▶ **To do**
- 1) In the passage on duty credit for inputs, which section of the Act is said not to enable the authorities to make the impugned rule?
- 2) Carry on the passage on duty credit for inputs from its last sentence.

begin Text section

6. We may look at the matter from another angle. If on the inputs the assessee had already paid the taxes on the basis that when the goods are utilised in the manufacture of further products as inputs thereto then the tax on these goods gets adjusted which are finished subsequently. Thus a right accrued to the assessee on the date when they paid the tax on the raw materials or the inputs and that right would continue until the facility available thereto gets worked out or until those goods existed. Therefore, it becomes clear that Section 37 of the Act does not enable the authorities concerned to make a rule which is impugned herein and, therefore, we may have no hesitation to hold that the rule cannot be applied to the goods manufactured prior to 16-3-1995 on which duty had been paid and credit facility thereto has been availed of for the purpose of manufacture of further goods.' The ratio of this judgment is directly applicable to the facts and legal position before me.

end Text section
begin Raw data

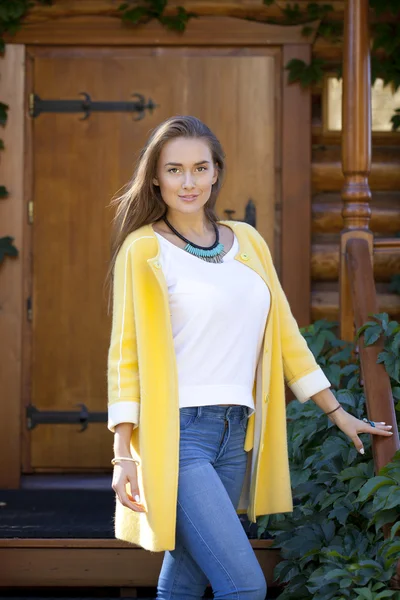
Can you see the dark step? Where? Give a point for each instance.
(66, 513)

end Raw data

▶ **Answers to the exercise**
- 1) Section 37 of the Act.

- 2)
28. Great reliance has been placed by the Revenue upon the decision of the Division Bench of the Delhi High Court in the case of Cellular Operators Association of India and Others v. Union of India and Another [W.P. (Civil) No. 7837 of 2016, dated 15-2-2018] [2018 (14) G.S.T.L. 522 (Del.)]. At Paragraph 5, the Bench records the crux of the petitioners' case as follows :

'5. ........ The contention is that EC and SHE, which were earlier imposed and then withdrawn from 1st March, 2015 and 1st June, 2015 for excisable goods and taxable services respectively, had been submitted and included in the excise duty and service tax, and therefore, the amount lying in the credit towards EC and SHE should be available for availing CENVAT credit. ..........." The arguments stood rejected in the following terms :
21
Excise Appeal No.71256 of 2018
16. The decision in the case of Eicher Motors Limited and Another (supra) is distinguishable, for in the said case, what was subject matter of challenge was Rule 57F(4A), which had stipulated that unutilized credit as on 16th March, 1995 lying with the manufacturers of tractors under Heading 87.01 or motor vehicles 87.02 and 87.04 or chassis of tractors or motor vehicles under Heading 87.06 shall lapse and shall not be allowed to be utilized for payment of duty on excisable goods. The proviso, however, had stipulated that nothing shall apply to the credit of duty, if any, in respect of inputs lying in stock or contained in finished products lying in stock as on 16th March, 1995, thereby creating an anomalous situation.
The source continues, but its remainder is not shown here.